*练习任务*.
**A.** 根据讲解 Prometheus 监控环境搭建的原文节选，Prometheus 的默认端口是多少？
**B.** 请接续讲解 Prometheus 监控环境搭建的原文节选，从最后一句之后往下写。

*原文节选*.
..............................

Prometheus&Grafana 监控环境搭建

最新推荐文章于 2026-04-02 09:06:59 发布

原创最新推荐文章于 2026-04-02 09:06:59 发布 · 972 阅读

6 ·

本内容遵循CC 4.0 BY-SA版权协议

GEO检测

标签

#prometheus #grafana

运维专栏收录该内容

1 篇文章

订阅专栏

一、Prometheus 安装配置

1、下载地址：https://prometheus.io/download/，后续的各种 exporter 也在这里下载。

2、进入解压后的目录找到配置文件 prometheus.yml

scrape_configs:
  # The job name is added as a label `job=<job_name>` to any timeseries scraped from this config.
  - job_name: "prometheus"
    static_configs:
      - targets: ["localhost:9090"]

上面是 prometheus 监控自己的一个示例，剩下的按需配置就行。

3、启动

/home/soft/prometheus/prometheus --config.file="/home/soft/prometheus/prometheus.yml" &

上面的路径按实际情况修改即可；

prometheus 默认端口是 9090，浏览器访问 http://192.168.179.185:9090/ ，菜单栏找到 Status -> Targets 即可。

4、告警配置

进入 prometheus 新建个目录 rule 和文件 node-alerts.yml

/home/soft/prometheus/rule/node-alerts.yml

修改文件内容

groups:
- name: 服务器监控指标
  rules:
  - alert: 实例存活告警
    expr: up == 0  # expr 是计算公式，up指标可以获取到当前所有运行的Exporter实例以及其状态，即告警阈值为up==0
    for: 30s       # for语句会使 Prometheus 服务等待指定的时间, 然后执行查询表达式。（for 表示告警持续的时长，若持续时长小于该时间就不发给alertmanager了，大于该时>间再发。for的值不要小于prometheus中的scrape_interval，例如scrape_interval为30s，for为15s，如果触发告警规则，则再经过for时长后也一定会告警，这是因为最新的度量指>标还没有拉取，在15s时仍会用原来值进行计算。另外，要注意的是只有在第一次触发告警时才会等待(for)时长。）
    labels:        # labels语句允许指定额外的标签列表，把它们附加在告警上。
      severity: Disaster
    annotations:   # annotations语句指定了另一组标签，它们不被当做告警实例的身份标识，它们经常用于存储一些额外的信息，用于报警信息的展示之类的。
      summary: "节点失联"


  - alert: "内存使用率告警"
    expr: (node_memory_MemTotal_bytes - (node_memory_MemFree_bytes+node_memory_Buffers_bytes+node_memory_Cached_bytes )) / node_memory_MemTotal_bytes * 100 > 75
    for: 1m
    labels:
      user: prometheus
      severity: warning
      db: sql
    annotations:
      summary: "服务器: {{$labels.alertname}} 内存报警"

..............................

*资料区*.
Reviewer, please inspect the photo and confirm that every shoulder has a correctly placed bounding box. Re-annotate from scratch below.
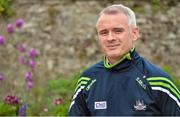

..............................

*各题答案*.
**A.** Prometheus 的默认端口是 9090。

**B.**
      description: "{{ $labels.alertname }} 内存资源利用率大于75%！(当前值: {{ $value }}%)"
      value: "{{ $value }}"


  - alert: CPU使用率告警
    expr: 100 - (avg by (instance)(irate(node_cpu_seconds_total{mode="idle"}[1m]) )) * 100 > 80
    for: 1m
    labels:
      user: prometheus
      severity: warning
    annotations:
      summary: "服务器: {{$labels.alertname}} CPU报警"
      description: "服务器: CPU使用超过80%！(当前值: {{ $value }}%)"
      value: "{{ $value }}"


  - alert: 磁盘使用率告警
    expr: (node_filesystem_size_bytes - node_filesystem_avail_bytes) / node_filesystem_size_bytes * 100 > 80
    for: 1m
    labels:
      user: prometheus
      severity: warning
    annotations:
      summary: "服务器: {{$labels.alertname}} 磁盘报警"
      description: "服务器:{{$labels.alertname}},磁盘设备: 使用超过80%！(挂载点: {{ $labels.mountpoint }} 当前值: {{ $value }}%)"
      value: "{{ $value }}"


- name: 数据库监控指标
  - alert: SQL慢查询告警
    expr: rate(mysql_global_status_slow_queries[5m]) > 10
    for: 2m
    labels:
      severity: warning
    annotations:
      summary: "{{$labels.instance}}: 慢查询报警"
      description: "服务器:{labels.instance}}: MySQL慢查询数量超过阈值，请检查优化！"


  - alert: 连接数过高
    expr: mysql_global_status_threads_connected > 100
    for: 10m
    labels:
      severity: Critical
    annotations:
      summary: "连接数过高"
      description: "MySQL连接数超过100，请及时处理！"


  - alert: 死锁发生
    expr: increase(mysql_global_status_innodb_row_lock_waits[5m]) > 0
    for: 5m
    labels:
      severity: Critical
    annotations:
      summary: "死锁发生"
      description: "MySQL发生死锁，请立即处理！"
	  
	  
- name: 微服务监控指标
  rules:
  - alert: Hikari连接告警
    expr: hikaricp_connections{pool="HikariPool"} > 10
    for: 5m
    labels:
      severity: Critical
    annotations:
      summary: "Hikari连接数过高"
      description: "Hikari连接池{{ $labels.pool }}连接数超过50，请注意监控和优化！"
	  

  - alert: 请求超时告警
    expr: http_server_requests_seconds{quantile="0.95"} > 1
    for: 5m
    labels:
      severity: Warning
    annotations:
      summary: "HTTP请求处理时间过长"
      description: "95th percentile HTTP请求处理时间超过1秒 (当前值: {{ $value }})"


  - alert: 请求速率异常告警
    expr: rate(http_server_requests_seconds_count{method="GET", status="2xx"}[1m]) > 100
    for: 5m
    labels:
      severity: Warning
    annotations:
      summary: "接口请求速率异常"
      description: "GET请求成功率超过100次/分钟，请检查接口性能！"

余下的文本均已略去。